BEGIN

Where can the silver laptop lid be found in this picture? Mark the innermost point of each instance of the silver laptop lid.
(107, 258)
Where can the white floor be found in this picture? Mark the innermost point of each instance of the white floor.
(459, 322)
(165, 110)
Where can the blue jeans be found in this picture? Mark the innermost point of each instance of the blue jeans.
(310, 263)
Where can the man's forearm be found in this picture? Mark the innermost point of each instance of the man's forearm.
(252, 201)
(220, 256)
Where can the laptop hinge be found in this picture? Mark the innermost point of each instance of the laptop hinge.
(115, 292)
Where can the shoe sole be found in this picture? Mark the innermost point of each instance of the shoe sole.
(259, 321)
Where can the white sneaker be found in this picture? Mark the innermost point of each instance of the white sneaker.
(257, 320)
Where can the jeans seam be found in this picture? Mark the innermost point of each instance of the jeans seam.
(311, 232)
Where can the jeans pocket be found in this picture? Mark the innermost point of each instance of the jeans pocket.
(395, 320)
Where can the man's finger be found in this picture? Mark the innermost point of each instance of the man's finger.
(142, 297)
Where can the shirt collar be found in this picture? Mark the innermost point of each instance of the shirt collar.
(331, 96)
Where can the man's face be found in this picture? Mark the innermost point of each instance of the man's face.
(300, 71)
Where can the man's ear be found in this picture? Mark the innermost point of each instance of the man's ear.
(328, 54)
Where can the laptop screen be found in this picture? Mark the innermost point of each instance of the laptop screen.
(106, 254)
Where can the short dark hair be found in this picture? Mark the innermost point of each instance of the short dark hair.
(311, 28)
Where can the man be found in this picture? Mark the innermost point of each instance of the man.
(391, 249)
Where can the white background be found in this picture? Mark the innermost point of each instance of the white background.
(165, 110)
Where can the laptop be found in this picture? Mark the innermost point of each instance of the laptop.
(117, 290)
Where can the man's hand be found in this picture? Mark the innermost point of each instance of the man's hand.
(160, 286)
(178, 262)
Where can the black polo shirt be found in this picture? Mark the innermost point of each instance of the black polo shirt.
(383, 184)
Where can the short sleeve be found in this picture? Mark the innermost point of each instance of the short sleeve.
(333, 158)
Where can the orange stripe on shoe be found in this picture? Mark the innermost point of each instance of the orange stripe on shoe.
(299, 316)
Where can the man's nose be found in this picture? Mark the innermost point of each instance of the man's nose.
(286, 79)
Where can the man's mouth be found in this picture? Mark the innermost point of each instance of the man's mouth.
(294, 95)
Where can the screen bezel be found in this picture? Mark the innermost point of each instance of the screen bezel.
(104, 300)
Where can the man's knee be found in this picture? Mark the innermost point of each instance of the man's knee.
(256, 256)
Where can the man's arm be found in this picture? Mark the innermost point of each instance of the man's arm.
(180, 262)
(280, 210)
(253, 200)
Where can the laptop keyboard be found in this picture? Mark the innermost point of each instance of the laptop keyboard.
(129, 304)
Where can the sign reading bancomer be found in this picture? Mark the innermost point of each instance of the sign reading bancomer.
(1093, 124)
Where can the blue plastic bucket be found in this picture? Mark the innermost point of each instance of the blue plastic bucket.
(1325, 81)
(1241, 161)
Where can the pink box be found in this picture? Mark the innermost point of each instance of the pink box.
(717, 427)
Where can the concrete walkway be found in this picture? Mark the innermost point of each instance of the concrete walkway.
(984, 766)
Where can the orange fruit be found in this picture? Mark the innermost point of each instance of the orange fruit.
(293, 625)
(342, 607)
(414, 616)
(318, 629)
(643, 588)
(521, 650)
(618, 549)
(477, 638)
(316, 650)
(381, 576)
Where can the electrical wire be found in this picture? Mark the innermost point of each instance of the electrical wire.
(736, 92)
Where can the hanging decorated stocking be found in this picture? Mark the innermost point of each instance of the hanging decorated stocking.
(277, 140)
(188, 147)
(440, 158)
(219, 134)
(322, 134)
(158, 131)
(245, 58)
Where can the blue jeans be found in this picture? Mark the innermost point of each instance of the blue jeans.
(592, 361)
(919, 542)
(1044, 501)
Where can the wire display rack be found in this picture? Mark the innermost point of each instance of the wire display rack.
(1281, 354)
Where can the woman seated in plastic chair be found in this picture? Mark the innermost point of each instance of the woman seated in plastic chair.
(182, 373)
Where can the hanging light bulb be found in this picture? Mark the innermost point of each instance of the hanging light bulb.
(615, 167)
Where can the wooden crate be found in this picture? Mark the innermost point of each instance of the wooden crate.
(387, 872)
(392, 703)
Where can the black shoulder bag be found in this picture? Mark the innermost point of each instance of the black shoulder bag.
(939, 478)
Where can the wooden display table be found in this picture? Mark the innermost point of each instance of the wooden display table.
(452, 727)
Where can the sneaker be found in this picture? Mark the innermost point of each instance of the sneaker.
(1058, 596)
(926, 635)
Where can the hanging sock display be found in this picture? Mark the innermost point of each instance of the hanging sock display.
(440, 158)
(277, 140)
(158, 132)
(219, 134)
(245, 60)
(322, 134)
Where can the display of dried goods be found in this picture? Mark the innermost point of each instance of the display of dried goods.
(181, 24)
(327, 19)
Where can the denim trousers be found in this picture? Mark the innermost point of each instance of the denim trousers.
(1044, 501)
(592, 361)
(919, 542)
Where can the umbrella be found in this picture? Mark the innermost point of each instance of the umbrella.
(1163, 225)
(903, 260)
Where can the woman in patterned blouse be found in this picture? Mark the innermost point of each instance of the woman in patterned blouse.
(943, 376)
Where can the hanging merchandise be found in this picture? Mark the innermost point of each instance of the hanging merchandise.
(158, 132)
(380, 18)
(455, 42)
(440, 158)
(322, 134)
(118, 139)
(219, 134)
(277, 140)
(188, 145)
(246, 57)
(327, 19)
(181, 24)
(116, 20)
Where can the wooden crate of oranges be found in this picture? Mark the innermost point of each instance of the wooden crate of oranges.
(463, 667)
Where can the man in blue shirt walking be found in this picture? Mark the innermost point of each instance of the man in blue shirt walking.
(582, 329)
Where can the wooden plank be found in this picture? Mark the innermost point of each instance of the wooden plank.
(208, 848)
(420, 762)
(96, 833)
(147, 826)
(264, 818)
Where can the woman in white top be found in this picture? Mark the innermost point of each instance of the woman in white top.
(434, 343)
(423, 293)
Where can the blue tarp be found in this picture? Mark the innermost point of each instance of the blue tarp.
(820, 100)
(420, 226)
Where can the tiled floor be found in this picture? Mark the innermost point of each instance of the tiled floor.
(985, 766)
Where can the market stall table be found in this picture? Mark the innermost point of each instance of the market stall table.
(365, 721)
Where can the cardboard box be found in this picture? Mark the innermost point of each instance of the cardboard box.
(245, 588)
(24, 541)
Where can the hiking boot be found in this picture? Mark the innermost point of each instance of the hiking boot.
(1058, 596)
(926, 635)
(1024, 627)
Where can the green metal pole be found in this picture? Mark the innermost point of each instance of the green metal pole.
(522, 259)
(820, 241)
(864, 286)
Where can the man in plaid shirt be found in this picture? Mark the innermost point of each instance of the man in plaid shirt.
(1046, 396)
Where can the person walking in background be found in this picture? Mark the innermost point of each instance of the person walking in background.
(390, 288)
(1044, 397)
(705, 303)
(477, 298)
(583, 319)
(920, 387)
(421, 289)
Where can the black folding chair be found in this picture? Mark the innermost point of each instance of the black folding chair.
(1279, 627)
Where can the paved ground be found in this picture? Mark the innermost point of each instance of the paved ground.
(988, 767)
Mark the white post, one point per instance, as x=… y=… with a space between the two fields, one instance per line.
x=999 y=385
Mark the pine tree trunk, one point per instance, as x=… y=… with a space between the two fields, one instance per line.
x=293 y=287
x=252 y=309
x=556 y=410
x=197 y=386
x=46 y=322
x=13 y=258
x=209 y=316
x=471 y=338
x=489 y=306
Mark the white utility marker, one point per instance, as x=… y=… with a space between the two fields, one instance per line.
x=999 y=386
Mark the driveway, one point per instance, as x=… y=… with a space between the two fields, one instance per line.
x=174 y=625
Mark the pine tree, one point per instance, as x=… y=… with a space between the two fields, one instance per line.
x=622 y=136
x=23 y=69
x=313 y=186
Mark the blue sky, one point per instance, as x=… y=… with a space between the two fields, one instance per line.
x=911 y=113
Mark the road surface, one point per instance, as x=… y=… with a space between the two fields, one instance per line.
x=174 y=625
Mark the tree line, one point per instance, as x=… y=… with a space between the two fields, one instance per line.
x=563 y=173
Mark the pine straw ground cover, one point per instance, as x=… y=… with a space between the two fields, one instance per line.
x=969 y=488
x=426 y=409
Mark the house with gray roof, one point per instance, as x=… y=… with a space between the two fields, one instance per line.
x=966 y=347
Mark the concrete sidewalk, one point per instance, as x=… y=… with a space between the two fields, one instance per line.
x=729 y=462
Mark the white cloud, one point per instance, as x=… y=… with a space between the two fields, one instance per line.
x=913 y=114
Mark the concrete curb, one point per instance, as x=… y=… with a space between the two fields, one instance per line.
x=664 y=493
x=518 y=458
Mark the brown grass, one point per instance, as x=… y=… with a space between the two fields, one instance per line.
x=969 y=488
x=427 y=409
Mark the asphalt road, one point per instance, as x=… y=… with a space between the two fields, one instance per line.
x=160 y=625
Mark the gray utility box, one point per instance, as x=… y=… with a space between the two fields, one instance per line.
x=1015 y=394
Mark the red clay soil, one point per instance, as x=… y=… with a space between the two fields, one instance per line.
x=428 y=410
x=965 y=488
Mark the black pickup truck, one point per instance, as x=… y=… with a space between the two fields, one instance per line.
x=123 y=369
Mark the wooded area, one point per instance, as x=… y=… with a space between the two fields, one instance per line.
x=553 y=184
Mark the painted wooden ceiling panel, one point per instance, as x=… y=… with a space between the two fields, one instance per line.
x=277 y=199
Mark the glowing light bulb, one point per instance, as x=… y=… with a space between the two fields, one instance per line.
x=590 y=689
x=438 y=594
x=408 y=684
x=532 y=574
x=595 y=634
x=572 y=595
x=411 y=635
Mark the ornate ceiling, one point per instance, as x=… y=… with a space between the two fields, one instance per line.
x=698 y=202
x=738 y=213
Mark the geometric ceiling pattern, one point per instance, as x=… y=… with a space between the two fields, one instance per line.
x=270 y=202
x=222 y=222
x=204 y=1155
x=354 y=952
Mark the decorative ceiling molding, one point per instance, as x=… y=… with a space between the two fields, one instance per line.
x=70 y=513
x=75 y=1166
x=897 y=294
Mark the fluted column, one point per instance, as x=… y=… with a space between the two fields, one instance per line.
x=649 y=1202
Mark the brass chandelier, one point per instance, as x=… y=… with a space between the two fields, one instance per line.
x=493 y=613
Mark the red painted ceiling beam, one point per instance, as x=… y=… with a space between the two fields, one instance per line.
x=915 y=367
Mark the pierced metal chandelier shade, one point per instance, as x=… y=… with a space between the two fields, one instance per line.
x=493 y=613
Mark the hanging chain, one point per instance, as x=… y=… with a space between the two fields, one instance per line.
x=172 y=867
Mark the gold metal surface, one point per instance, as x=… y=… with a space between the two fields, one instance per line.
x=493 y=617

END

» **Problem to work on**:
Copy the lines from the one with "Mark the gold" through the last line of the material above, exactly as they are and with no others.

» **Exercise answer**:
Mark the gold metal surface, one point per instance, as x=… y=… with a space between the two fields, one instance per line.
x=493 y=617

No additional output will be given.